ESTRATTO DELLA PAGINA:
====

Hieronymus Bosch a Venezia




Un gioco dissacrante, che si diverte con le più assurde stravaganze irrazionali e simboliche? Uno stratagemma per essere originale in un’epoca di irraggiungibili titani della pittura? Un gioco cifrato per iniziati? Oppure una meditazione profonda — fedele ai principi dell’arte senza tradire una più profonda esigenza pedagogica —, delle verità ultime del Credo cristiano? Verità quali i Novissimi, le Cose Ultime, le massime questioni che prima o poi scuotono la vita di ogni uomo? Interpretare e capire la pittura visionaria dell’artista olandese Hieronymus Bosch (1453-1516) è impresa ardua, quanto affascinante. Per chi volesse assistere de visu allo spettacolo di questa folle lanterna magica che proietta immagini e storie mai viste prima nella pittura, è possibile visitare fino al 4 giugno la mostra allestita al Palazzo Ducale di Venezia con le tre sole opere di Bosch presenti in Italia. Si tratta di due trittici e di un polittico, che dopo un’accuratissima operazione di restauro, vengono ripresentati al pubblico rivestiti di tutto il loro magnifico splendore.

Che cosa ci colpisce dell’universo pittorico di Bosch, in queste tre opere, quali il Trittico di Santa Liberata, il Trittico dei Santi Eremiti e il Polittico delle Visioni dell’Aldilà? La ricchezza debordante di tutte le tavole del pittore olandese, solo all’apparenza suscitata da un horror vacui incontenibile, ubriaca lo sguardo e la mente. Infondo, al di là di tutte le domande e le spiegazioni generate da un’opera così fuori dell’ordinario e delle direttrici estetiche del suo tempo, vi sono degli aspetti che percorrono tutta la sua opera condizionandone lo stile e i messaggi. Anche se i romantici, con il loro gusto gotico e fantastico, la passione irrazionale per le rovine spettrali e le commistioni oniriche e grottesche, hanno interpretato Bosch secondo la loro sensibilità — per non parlare della più tarda psicoanalisi che farà dell’opera di Bosch un campo di esercitazioni selvagge delle proprie regole —, una visione ben connotata, suffragata dalla ricorrenza di alcuni inconfondibili elementi in tutte le sue opere, giace al fondo dell’ispirazione di Bosch. Il grottesco e l’irrazionale che trionfano nelle rappresentazioni del male e del vizio, come la bellezza fantastica e sfavillante del bene e della virtù, sono i due binari su cui scorre la sua pittura. Il terreno comune ad entrambi è una visione profondamente cristiana, nutrita dalla fede e non dalla speculazione intellettuale.

====

DATI MOSTRATI:
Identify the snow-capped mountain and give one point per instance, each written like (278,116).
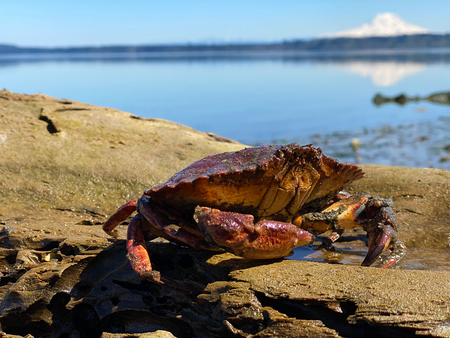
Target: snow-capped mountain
(384,24)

====

COSA FARE:
**a.** Rispondi a queste domande sull'articolo su Bosch:
(i) Fino a quale data si può visitare la mostra?
(ii) In quale edificio di Venezia è allestita?
(iii) Da che cosa è nutrita la visione cristiana di Bosch, e da che cosa no?
**b.** Riprendi l'articolo su Bosch e prosegui il testo dopo l'ultima frase.
Per questo lavoro l'elenco non serve.

RISPOSTE IN ORDINE:
**a.**
(i) Fino al 4 giugno.
(ii) Nel Palazzo Ducale.
(iii) È nutrita dalla fede, non dalla speculazione intellettuale.

**b.**
L’intelletto per Bosch non sarà mai capace di penetrare il mistero di Dio: le sue tavole disseminate di figure mostruose e teriomorfe, mescolanza di pesci abissali, uccelli ignoti, insetti e parvenze umane, le sezioni di corpi, ora mezzo sepolti ora assemblati alla rovescia con le braccia sulla testa o la testa sulle gambe, i personaggi bardati con armature di imbuti e di pentole e tutte le altre creature venute da chissà quali mondi, sfidano e avviliscono l’intelligenza più acuta. Si può procedere con l’interpretazione all’infinito. Ciò che si può cogliere è per lo più lo sfondo e l’asse che separa il mondo del bene e il mondo del male.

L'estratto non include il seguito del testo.